Aufgabe A => Wann stürzte die Klägerin laut dem Text über die Vermieterhaftung bei Glätte?
Aufgabe B => Schreiben Sie den Text über die Vermieterhaftung bei Glätte im Anschluss an seinen letzten Satz weiter.

Trotz Winterdienst: Vermieter haftet bei Sturz des Mieters

Auch wenn Vermieter Mitglied einer Wohnungseigentümergemeinschaft sind, tragen sie die Verantwortung für die Sicherheit der Wege auf ihrem Grundstück. Der BGH macht deutlich: Stürzt ein Mieter auf vereistem Boden, haftet der Vermieter, auch wenn ein Winterdienst beauftragt wurde.

Der Bundesgerichtshof (BGH) hat in einer aktuellen Entscheidung klargestellt, dass Vermieter, die zugleich Wohnungseigentümer sind, grundsätzlich für Schäden haften, die einem Mieter durch einen Sturz bei Eisglätte auf dem gemeinschaftlichen Grundstück der Wohnungseigentümer entstehen. Hintergrund ist die Frage, inwieweit die Räum- und Streupflicht auf Dritte übertragen werden kann, ohne dass der Vermieter die eigene Haftung verliert.

Sachverhalt: Sturz auf vereistem Weg

Die Klägerin ist Mieterin einer Eigentumswohnung in Solms. Die Wege auf dem Grundstück werden von einer GmbH im Auftrag der Wohnungseigentümergemeinschaft im Rahmen eines professionellen Hausmeisterdienstes im Winterdienst gepflegt. Im Januar 2017 stürzte die Klägerin auf einem zum Haus führenden Weg, der nicht vom Eis befreit war, obwohl Glatteis in der Wettervorhersage angekündigt worden war. Durch den Sturz erlitt sie erhebliche Verletzungen, die langwierige medizinische Behandlungen notwendig machten.

Bereitgestellte Daten =>

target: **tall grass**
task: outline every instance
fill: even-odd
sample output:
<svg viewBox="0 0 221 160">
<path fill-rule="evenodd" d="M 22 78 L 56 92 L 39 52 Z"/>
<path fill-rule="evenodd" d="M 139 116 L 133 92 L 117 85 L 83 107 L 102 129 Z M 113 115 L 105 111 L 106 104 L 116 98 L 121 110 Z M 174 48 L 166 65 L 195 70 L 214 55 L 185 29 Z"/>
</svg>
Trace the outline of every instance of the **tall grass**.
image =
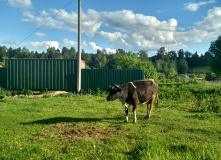
<svg viewBox="0 0 221 160">
<path fill-rule="evenodd" d="M 220 86 L 160 85 L 159 107 L 147 120 L 139 105 L 137 124 L 97 95 L 6 97 L 0 159 L 221 159 Z"/>
</svg>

Schriftliche Antwort A => Im Januar 2017.

Schriftliche Antwort B =>
Bisheriger Prozessverlauf

Das Amtsgericht sprach der Klägerin Schmerzensgeld in Höhe von 12.000 Euro zu und erkannte zudem Zinsen sowie Rechtsanwaltskosten an, wies jedoch die weitergehende Klage ab. Auf Berufung der Vermieterin wies das Landgericht die Klage vollständig ab. Es argumentierte, dass die Übertragung der Räum- und Streupflicht auf den professionellen Hausmeisterdienst eine Haftung der Vermieterin nur dann zuließe, wenn diese ihre Kontroll- oder Überwachungspflichten verletzt hätte. Dies konnte das Gericht aber nicht feststellen.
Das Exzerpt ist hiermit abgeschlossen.